• TASK INSTRUCTIONS
Find every line in the items below that contains the word "metal", and copy each such line in full.
*** MATERIAL PROVIDED ***
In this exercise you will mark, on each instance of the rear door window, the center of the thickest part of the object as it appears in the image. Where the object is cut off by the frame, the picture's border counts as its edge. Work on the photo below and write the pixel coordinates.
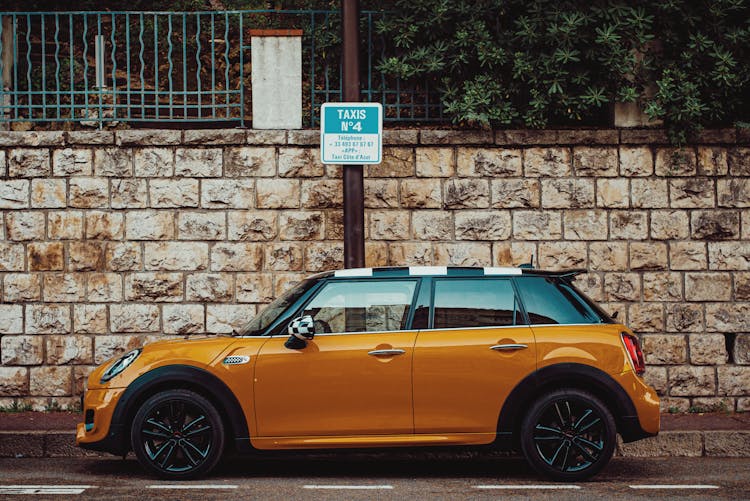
(466, 303)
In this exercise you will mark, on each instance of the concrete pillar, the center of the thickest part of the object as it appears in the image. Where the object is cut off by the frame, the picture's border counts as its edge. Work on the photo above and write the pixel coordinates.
(276, 78)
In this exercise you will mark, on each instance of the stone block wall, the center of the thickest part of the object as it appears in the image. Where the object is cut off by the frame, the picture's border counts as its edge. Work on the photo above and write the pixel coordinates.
(111, 239)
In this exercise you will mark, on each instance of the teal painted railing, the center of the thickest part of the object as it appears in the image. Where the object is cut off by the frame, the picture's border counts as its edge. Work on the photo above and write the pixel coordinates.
(97, 68)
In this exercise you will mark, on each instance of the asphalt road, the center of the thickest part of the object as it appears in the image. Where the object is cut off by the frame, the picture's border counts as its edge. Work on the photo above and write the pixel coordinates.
(353, 477)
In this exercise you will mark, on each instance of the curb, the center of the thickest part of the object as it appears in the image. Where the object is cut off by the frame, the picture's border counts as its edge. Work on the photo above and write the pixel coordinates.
(710, 443)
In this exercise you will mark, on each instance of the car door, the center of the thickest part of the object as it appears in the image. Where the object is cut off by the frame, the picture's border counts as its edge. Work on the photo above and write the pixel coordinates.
(473, 354)
(354, 377)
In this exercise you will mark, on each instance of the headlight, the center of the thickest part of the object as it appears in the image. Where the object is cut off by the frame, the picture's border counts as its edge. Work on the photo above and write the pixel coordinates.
(120, 365)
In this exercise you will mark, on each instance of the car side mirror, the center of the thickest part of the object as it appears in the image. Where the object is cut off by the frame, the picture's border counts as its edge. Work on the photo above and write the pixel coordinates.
(301, 330)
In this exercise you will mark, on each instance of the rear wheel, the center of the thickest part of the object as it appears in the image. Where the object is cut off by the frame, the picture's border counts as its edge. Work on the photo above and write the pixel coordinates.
(568, 435)
(177, 434)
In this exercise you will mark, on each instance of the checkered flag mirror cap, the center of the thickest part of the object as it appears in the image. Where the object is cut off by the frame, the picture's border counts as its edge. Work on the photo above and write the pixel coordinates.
(303, 328)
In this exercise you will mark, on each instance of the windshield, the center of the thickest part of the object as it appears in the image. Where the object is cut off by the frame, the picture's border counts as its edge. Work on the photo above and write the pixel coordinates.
(273, 311)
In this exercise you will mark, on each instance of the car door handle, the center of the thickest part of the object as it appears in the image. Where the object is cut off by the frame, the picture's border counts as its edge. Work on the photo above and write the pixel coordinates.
(508, 347)
(385, 353)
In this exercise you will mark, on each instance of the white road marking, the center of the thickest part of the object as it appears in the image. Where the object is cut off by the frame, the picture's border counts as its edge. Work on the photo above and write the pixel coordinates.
(674, 486)
(348, 487)
(192, 486)
(527, 486)
(44, 489)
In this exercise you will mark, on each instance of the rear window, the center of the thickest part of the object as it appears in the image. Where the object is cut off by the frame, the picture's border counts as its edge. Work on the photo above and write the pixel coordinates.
(549, 300)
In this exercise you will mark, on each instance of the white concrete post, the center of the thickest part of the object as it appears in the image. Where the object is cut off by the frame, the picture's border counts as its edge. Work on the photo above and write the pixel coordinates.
(276, 78)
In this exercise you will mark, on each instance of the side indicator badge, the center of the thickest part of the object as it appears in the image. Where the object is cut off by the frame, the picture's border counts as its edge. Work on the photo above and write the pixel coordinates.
(236, 360)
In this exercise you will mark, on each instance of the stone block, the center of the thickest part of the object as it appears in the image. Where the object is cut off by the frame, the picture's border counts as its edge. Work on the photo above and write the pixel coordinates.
(687, 255)
(381, 193)
(174, 193)
(389, 225)
(585, 225)
(283, 257)
(90, 319)
(463, 254)
(149, 225)
(432, 225)
(250, 161)
(622, 287)
(201, 225)
(435, 162)
(236, 257)
(24, 226)
(22, 287)
(48, 193)
(648, 256)
(691, 193)
(562, 255)
(649, 193)
(65, 225)
(482, 225)
(300, 162)
(225, 318)
(595, 162)
(183, 319)
(227, 193)
(537, 225)
(672, 162)
(12, 257)
(707, 349)
(113, 162)
(255, 288)
(154, 287)
(515, 193)
(47, 319)
(88, 192)
(690, 380)
(489, 162)
(324, 256)
(45, 256)
(69, 349)
(29, 162)
(14, 194)
(628, 225)
(547, 162)
(252, 225)
(154, 162)
(278, 193)
(21, 350)
(322, 194)
(104, 287)
(175, 256)
(64, 287)
(209, 287)
(125, 256)
(134, 318)
(102, 225)
(72, 162)
(397, 162)
(128, 193)
(636, 161)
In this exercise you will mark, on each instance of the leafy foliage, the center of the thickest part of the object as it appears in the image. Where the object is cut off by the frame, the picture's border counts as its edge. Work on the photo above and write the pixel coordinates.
(538, 63)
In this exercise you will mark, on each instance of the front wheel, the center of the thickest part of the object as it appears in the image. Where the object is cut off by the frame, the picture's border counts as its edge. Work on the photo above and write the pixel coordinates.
(568, 435)
(177, 434)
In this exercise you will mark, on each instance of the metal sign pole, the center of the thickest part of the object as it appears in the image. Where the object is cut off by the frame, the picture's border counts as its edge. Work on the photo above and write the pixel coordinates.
(354, 210)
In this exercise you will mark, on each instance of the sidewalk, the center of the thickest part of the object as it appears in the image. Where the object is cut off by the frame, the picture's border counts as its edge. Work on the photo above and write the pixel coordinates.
(52, 434)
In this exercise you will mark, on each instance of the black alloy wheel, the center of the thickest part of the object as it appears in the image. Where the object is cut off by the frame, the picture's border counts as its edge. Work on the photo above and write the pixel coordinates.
(568, 435)
(177, 434)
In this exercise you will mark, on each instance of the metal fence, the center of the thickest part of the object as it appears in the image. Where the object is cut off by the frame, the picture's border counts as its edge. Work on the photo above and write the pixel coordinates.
(97, 68)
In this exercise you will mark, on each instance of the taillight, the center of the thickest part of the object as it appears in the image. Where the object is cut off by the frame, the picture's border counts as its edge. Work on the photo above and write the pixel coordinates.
(633, 347)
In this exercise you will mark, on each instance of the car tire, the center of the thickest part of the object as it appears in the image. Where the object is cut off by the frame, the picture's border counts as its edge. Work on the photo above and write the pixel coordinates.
(177, 434)
(568, 435)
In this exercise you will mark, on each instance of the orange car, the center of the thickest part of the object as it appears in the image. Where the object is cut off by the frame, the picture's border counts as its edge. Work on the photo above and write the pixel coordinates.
(387, 357)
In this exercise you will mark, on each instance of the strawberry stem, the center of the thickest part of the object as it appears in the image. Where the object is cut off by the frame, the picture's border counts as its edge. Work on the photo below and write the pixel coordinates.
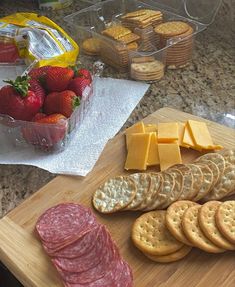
***
• EXERCISE OUTPUT
In this exercise you will mark, on each instance of the metal sign pole, the center of the thickest part of the object as it appears in the image. Where the object is cut off by the frame, the picture's border counts as its edge. Work on the photo above and write the pixel coordinates.
In this exercise you will mark, on each instance of the metal fence, the center of the thickest part of the object as it appears in the image. Where the object is cut off by the frame, the picture's border counts as its edge. Work on the photo above and write the pixel coordinates.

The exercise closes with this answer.